__SHORT TASK__:
Rewrite every one of the entries below, replacing "Put a marker on" with "Place a point on" wherever it occurs and leaving all other text unchanged.

(Entries for pointing at named objects)

········

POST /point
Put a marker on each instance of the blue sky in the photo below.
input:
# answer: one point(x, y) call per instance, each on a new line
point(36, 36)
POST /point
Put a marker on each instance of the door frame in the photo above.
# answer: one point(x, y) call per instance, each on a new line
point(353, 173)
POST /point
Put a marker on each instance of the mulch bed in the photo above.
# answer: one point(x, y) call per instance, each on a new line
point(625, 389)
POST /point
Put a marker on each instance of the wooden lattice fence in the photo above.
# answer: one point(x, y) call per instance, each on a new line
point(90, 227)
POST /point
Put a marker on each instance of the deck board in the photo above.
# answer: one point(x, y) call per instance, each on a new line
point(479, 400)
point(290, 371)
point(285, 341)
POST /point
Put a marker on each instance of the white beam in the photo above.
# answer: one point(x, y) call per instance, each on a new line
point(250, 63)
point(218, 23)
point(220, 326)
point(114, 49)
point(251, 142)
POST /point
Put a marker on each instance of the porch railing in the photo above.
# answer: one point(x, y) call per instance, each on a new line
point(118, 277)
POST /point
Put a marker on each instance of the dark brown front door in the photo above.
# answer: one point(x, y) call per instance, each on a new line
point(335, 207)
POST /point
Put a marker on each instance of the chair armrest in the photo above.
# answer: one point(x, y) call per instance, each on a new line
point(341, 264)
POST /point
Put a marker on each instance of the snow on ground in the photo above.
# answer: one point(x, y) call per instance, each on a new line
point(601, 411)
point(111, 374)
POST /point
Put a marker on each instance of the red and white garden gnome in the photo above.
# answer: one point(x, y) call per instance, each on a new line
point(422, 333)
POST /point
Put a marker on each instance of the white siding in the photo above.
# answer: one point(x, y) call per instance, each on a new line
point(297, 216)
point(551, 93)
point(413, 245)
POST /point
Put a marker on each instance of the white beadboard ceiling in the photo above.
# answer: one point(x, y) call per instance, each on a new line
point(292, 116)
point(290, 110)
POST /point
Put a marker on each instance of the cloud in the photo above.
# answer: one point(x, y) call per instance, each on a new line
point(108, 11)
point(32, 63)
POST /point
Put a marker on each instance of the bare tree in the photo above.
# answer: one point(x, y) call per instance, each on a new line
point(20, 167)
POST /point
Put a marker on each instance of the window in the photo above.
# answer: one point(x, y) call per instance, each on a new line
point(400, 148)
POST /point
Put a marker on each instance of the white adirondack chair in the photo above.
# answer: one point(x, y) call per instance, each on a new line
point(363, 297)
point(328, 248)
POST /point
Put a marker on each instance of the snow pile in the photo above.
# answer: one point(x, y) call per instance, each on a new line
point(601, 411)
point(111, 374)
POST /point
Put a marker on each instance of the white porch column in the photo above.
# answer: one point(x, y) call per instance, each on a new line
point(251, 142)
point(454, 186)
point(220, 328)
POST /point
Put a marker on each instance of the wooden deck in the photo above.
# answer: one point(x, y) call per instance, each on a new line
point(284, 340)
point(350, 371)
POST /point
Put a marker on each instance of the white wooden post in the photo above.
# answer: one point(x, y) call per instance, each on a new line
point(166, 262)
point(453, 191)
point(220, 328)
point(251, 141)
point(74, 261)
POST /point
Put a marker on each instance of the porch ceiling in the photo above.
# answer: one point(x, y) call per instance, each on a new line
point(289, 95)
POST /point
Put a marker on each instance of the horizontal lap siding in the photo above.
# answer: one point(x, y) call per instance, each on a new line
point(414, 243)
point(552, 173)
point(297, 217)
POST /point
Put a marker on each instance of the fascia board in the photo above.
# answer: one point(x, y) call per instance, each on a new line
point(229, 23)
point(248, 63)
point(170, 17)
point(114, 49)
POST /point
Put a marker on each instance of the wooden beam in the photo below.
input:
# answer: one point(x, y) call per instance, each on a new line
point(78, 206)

········

__FULL ANSWER__:
POST /point
Place a point on each instance of the blue sky in the photo below.
input:
# answer: one point(x, y) call per instance, each on a new line
point(36, 36)
POST /point
Place a point on each instance of the door frame in the photo above.
# answer: one point(x, y) call per instance, each on a new line
point(353, 173)
POST /point
Place a point on each instance of the mulch bed in the photo above.
# answer: one point(x, y) call per instance, each on a new line
point(625, 389)
POST /point
Place a point on each instance of the wooden lattice fence in the photo above.
# answer: one point(x, y) call per instance, each on a new line
point(90, 227)
POST /point
Place a point on each instance of the deck board in the photo above.
# answer: one point(x, y) call per instance, each on a new line
point(479, 400)
point(290, 371)
point(285, 341)
POST /point
Place a point on each instance of the white beam in the photo above.
# answer: one point(x, y) call per instance, each on a new line
point(250, 63)
point(218, 23)
point(220, 326)
point(114, 49)
point(251, 142)
POST /point
Place a point on each instance of the porch railing in the photo above.
# answer: one point(x, y) call per instance, each on a new line
point(118, 277)
POST /point
Place a point on each instance of the dark brown front door in the photo above.
# answer: one point(x, y) call per instance, each on a new line
point(335, 207)
POST /point
Place a point on each instance of the chair armrest in the photo above.
# answer: one point(x, y) call per instance, each on a new line
point(341, 264)
POST /point
Place a point on each instance of the snow on ground in the photo above.
# answer: one point(x, y) call per instance, each on a new line
point(601, 411)
point(111, 374)
POST /point
Place a point on each instance of the red and white garden gnome in the photo above.
# answer: one point(x, y) call per instance, each on a new line
point(422, 333)
POST /point
Place a point on each instance of the white siding in the photo above.
# answer: one point(x, y) call per instance, each on a new line
point(297, 216)
point(551, 93)
point(413, 245)
POST /point
Place a point on each instance of the white beadboard ceiling in the photo above.
# answer: one point(x, y) call per instance, each on a new line
point(292, 116)
point(290, 110)
POST /point
Place a point on each instance of the cloud in the photo above.
# answer: one point(x, y) call per instance, each on a new line
point(108, 11)
point(32, 63)
POST /point
Place a point on each instance of the bare tree in the photo above.
# answer: one point(x, y) call per instance, each on a new line
point(20, 167)
POST /point
Place a point on each instance of the window in the photo above.
# answer: one point(x, y) call per instance, each on a new line
point(400, 148)
POST /point
Place a point on each instance of the white adirondack chair in the photo above.
# answer: one point(x, y) call per instance, each on a new line
point(363, 297)
point(328, 248)
POST /point
Place a point on each instance of the snow pile in the photo above.
# answer: one point(x, y) call per instance, each on a new line
point(601, 411)
point(111, 374)
POST /point
Place a point on each instance of the white porch column in the photo above.
# answer: one point(x, y) call per instance, each on a new line
point(251, 142)
point(454, 186)
point(220, 328)
POST /point
Place a point on each instance of the wooden deck in the photo above.
# answer: one point(x, y) call per instance, each on a new line
point(284, 340)
point(350, 371)
POST /point
Place a point on each instance of the white wooden post in the photo above.
# answer: one point(x, y) call per instance, each on a new line
point(166, 262)
point(453, 191)
point(220, 328)
point(251, 141)
point(74, 261)
POST /point
Place a point on each instance of the porch ceiling in the photo above.
# answer: one point(x, y) call per instance, each on a new line
point(289, 95)
POST /point
Place a point on each instance of the horizontal lap siding in the photo above.
# answer: one point(x, y) call per instance, each on a new line
point(414, 243)
point(552, 173)
point(297, 217)
POST /point
Place a point on each instance of the fascia board in the photo above.
# answer: one point(x, y) call per instance, each on a new line
point(229, 23)
point(248, 63)
point(170, 17)
point(114, 49)
POST /point
Place a point on each instance of the wooden beam in the photo below.
input:
# answer: one point(x, y) call per instance, each on a new line
point(78, 206)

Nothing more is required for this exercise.